▶ Teks Kutipan:
===

Ketika bulan Ramadan, beliau khatam al-Qur’an sebanyak 120 kali dengan rincian: siang khatam 60 kali (sehari khatam 2 kali) dan dan malam khatam 60 kali (semalam khatam 2 kali) selama bulan Ramadan. Bahkan beliau pernah mengkhatamkan al-Qur’an di tempat wafatnya kelak sebanyak 7000 kali (al-Fawâ’id al-Mukhtârah, 2008: 186-187).

Selain itu, Imam asy-Syâfi‘î ra. pernah tabarrukan dengan baju santrinya, Imam Aḥmad bin Ḥanbal ra. (tokoh utama mazhab Ḥanbalî). Disebutkan bahwa Imam asy-Syâfi‘î ra. bermimpi Rasulullah saw. dan menyuruh sang Imam seraya berkata: “tulislah sebuah surat dan sampaikan salamku kepada Aḥmad bin Ḥanbal. Katakan kepadanya bahwa kamu (Aḥmad bin Ḥanbal) akan mengalami ujian berat. Kamu akan dipaksa agar mengakui pendapat yang mengatakan bahwa al-Qur’an adalah makhluk. Namun, kamu jangan sekali-kali melayani kemauan mereka, maka Allah akan mengangkat derajat ilmumu sampai hari kiamat (at-Tabarruk bi aṣ-Ṣâliḥîn, hlm. 81).”

===

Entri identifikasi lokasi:

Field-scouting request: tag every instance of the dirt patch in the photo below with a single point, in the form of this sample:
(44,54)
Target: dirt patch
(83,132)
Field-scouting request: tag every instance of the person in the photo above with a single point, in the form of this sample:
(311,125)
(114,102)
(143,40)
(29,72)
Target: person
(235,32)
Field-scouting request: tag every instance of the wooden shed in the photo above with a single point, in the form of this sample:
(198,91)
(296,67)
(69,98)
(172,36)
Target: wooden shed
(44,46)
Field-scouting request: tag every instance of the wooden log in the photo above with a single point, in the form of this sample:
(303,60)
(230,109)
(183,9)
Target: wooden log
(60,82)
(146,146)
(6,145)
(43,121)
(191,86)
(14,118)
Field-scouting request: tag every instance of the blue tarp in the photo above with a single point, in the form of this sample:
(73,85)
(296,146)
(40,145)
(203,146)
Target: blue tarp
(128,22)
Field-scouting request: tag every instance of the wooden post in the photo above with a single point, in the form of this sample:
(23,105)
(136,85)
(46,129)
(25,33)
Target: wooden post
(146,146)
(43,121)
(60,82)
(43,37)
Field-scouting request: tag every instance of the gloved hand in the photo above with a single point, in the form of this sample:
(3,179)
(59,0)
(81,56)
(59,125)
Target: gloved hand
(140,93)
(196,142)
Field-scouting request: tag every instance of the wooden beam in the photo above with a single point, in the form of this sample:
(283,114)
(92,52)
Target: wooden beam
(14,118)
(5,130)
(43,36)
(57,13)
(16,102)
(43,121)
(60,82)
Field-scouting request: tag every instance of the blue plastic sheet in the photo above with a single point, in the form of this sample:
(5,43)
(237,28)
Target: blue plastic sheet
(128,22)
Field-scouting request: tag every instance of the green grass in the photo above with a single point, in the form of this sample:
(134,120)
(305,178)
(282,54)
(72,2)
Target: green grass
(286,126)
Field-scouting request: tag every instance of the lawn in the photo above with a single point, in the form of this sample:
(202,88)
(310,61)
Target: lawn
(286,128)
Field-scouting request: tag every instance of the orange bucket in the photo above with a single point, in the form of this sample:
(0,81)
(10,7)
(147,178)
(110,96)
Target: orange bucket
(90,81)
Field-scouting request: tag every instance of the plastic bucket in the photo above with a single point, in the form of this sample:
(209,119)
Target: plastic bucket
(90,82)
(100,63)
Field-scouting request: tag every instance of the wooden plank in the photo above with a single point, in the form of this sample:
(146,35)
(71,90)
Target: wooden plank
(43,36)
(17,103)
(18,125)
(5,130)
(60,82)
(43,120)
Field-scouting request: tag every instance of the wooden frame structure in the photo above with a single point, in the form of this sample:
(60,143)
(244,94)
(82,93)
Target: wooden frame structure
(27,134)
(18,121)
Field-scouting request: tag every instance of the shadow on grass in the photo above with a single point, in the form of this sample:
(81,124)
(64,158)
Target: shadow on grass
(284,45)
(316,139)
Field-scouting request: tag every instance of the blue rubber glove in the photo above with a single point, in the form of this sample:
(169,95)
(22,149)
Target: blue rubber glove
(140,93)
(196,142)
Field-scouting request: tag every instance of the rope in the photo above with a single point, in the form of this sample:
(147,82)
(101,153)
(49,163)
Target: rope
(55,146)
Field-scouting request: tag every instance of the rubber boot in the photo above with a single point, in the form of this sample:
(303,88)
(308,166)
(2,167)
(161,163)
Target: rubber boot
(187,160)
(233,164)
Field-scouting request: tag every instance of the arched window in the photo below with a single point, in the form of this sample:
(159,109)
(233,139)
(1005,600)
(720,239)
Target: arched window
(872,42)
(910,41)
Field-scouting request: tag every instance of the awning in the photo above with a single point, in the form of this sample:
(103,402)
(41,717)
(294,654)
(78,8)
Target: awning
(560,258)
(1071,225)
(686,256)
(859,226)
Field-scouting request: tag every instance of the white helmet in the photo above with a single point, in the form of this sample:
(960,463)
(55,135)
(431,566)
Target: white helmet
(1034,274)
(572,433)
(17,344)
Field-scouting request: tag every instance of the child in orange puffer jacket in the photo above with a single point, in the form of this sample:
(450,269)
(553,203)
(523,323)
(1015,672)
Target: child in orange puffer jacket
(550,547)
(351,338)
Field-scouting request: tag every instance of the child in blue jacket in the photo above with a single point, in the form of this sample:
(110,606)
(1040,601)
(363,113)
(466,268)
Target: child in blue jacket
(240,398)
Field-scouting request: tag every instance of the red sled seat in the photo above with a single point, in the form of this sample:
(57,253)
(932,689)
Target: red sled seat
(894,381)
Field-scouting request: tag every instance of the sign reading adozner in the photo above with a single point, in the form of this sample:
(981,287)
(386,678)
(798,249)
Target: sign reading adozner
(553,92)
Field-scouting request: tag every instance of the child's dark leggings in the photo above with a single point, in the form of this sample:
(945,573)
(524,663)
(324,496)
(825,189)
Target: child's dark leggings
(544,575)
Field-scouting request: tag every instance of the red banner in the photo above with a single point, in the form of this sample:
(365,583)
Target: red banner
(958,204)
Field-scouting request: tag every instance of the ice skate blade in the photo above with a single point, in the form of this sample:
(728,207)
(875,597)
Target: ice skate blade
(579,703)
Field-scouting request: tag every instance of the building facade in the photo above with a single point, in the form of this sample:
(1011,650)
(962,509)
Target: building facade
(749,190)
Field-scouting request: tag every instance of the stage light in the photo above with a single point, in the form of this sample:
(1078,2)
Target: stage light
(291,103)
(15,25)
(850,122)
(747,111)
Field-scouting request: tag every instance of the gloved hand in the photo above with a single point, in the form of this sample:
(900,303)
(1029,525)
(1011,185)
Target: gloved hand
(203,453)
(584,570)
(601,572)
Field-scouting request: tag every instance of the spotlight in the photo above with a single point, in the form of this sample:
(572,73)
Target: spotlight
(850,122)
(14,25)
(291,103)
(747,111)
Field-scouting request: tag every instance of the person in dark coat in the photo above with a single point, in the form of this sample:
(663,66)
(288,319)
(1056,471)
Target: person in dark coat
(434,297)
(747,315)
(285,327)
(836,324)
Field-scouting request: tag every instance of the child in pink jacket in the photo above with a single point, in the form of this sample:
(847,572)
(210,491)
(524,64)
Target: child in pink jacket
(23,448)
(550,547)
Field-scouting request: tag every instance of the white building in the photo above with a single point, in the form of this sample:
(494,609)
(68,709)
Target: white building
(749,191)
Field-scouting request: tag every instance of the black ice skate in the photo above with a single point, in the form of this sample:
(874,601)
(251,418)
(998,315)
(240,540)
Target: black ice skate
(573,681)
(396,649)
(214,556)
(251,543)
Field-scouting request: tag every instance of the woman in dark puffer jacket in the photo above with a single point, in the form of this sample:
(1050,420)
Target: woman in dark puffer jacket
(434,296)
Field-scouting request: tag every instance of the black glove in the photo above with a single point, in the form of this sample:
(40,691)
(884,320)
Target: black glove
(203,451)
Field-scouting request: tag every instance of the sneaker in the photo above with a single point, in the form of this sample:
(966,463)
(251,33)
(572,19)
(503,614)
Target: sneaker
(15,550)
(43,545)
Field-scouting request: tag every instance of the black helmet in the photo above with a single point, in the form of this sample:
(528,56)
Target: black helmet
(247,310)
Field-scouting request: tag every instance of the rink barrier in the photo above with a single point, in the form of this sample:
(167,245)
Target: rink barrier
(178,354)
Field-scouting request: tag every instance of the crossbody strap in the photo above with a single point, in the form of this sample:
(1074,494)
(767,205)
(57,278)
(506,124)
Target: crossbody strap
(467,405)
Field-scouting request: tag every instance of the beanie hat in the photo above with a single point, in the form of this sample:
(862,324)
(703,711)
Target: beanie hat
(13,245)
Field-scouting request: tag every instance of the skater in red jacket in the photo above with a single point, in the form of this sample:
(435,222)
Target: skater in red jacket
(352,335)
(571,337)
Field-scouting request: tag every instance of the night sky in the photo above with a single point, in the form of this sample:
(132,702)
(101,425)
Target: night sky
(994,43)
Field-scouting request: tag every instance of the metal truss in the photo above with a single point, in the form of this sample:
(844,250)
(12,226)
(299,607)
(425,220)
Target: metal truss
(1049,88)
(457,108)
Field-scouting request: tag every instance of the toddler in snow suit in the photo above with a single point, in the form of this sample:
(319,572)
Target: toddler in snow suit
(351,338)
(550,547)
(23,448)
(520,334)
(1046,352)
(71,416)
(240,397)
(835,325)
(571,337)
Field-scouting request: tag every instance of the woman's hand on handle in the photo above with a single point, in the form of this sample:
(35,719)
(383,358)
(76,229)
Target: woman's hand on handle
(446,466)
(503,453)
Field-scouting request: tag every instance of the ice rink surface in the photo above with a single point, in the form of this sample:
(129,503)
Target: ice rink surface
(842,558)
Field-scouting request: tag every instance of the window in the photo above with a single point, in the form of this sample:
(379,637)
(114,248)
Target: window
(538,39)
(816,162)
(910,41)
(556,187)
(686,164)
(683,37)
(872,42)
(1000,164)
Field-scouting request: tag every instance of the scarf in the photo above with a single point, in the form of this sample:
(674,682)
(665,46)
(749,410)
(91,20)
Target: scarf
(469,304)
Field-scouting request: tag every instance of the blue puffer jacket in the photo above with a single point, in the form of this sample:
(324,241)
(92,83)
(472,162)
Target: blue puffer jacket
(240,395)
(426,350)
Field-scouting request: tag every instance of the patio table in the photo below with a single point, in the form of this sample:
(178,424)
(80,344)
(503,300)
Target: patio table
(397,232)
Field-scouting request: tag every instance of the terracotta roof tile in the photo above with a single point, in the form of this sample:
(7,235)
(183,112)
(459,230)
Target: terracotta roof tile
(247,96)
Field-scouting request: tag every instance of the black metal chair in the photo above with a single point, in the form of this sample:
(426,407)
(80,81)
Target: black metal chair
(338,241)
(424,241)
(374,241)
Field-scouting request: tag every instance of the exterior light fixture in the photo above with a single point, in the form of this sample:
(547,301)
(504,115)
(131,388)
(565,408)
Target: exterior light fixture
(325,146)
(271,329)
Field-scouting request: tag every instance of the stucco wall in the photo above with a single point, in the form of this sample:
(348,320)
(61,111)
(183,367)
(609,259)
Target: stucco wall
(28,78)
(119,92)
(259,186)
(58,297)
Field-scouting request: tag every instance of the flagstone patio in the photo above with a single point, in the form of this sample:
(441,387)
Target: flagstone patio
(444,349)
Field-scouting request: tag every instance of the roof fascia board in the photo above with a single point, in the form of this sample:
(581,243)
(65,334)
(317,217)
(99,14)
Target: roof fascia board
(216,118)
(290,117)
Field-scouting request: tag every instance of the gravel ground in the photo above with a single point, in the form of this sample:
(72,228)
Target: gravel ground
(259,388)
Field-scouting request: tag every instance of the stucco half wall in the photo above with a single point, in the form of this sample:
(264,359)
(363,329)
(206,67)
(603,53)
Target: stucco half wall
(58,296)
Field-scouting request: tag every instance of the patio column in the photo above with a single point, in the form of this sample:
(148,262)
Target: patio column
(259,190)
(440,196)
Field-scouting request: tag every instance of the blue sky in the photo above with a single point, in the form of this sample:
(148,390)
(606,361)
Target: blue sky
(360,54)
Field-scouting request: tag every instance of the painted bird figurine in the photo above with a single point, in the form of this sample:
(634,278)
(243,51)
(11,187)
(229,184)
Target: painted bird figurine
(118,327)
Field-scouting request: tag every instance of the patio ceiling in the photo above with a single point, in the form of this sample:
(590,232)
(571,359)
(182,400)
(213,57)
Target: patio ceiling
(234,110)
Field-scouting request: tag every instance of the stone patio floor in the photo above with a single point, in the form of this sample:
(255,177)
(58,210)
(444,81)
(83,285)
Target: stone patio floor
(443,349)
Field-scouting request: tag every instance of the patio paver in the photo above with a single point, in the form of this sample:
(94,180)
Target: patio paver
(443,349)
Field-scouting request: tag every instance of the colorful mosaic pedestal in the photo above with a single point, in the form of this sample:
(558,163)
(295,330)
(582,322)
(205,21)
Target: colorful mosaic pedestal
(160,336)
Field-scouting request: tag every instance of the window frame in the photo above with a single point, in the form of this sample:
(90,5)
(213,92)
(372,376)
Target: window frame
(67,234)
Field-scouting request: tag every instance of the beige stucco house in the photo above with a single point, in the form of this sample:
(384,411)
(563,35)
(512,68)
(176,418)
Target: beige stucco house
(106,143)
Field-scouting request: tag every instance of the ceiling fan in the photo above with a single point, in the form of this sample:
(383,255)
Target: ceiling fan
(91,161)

===

▶ Tugas Anda:
A. Ambillah setiap baris entri yang memuat kata "leggings", dengan membedakan huruf besar dan huruf kecil.
B. Tuliskan lanjutan kutipan tentang Imam asy-Syâfi‘î setelah kalimat terakhirnya.
Kutipan dan entri-entri tersebut tidak saling berkaitan.

▶ Jawaban:
A.
Field-scouting request: tag every instance of the child's dark leggings in the photo above with a single point, in the form of this sample:
Target: child's dark leggings

B.
Imam asy-Syâfi‘î ra. pun menulis surat tersebut dan menyuruh ar-Rabî‘ mengantarkannya kepada Imam Aḥmad bin Ḥanbal ra. Setelah diterima, Imam Aḥmad bin Ḥanbal ra. menangis membaca isi surat tersebut. Bahagia atas kedatangan surat tersebut, akhirnya Imam Aḥmad bin Ḥanbal ra. melepaskan bajunya dan menyerahkannya kepada ar-Rabî‘ agar diberikan kepada Imam asy-Syâfi‘î ra. (hlm. 81).

Setelah diterima, maka Imam asy-Syâfi‘î ra. mencium dan mengusapkan baju tersebut kepada kedua matanya. Kemudian, beliau merendam baju tersebut dan memerasnya. Beliau menyimpan air perasan tersebut dalam sebuah botol. Hal ini dilakukan dalam rangka tabarrukan dengan Imam Aḥmad bin Ḥanbal ra.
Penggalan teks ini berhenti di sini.